* What you have to do *
Please reproduce all of the entries exactly, without omitting any.

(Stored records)

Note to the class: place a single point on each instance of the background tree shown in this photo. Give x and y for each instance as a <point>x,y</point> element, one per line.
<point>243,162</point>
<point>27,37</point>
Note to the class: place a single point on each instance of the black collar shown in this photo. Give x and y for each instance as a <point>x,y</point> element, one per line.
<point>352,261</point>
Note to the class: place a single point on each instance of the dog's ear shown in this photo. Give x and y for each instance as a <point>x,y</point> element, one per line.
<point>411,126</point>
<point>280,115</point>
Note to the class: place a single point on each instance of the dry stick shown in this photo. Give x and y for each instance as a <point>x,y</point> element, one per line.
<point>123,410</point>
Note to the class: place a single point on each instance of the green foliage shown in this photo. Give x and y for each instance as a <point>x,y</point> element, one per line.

* Result for this task *
Note to the class: place a single point on each instance of the background tree shown in this photo. Give x and y for each instance as a <point>x,y</point> element, one per line.
<point>243,162</point>
<point>27,37</point>
Note to the class: place a single point on each instance of the black collar shown in this photo. Give x and y for each instance as a <point>x,y</point> element, one per line.
<point>352,261</point>
Note to the class: place a single point on each instance of the dog's ear shown in this photo. Give x and y for each instance as a <point>x,y</point> element, one per line.
<point>411,126</point>
<point>280,115</point>
Note to the class: place a single point on each instance of the dry stick shown in this photo. Give x and y for each instance as a <point>x,y</point> element, one per line.
<point>123,410</point>
Note to the class: place a single point on each instance of the green foliage shown in this photo. Give x and y for each instance as a <point>x,y</point> element, one per line.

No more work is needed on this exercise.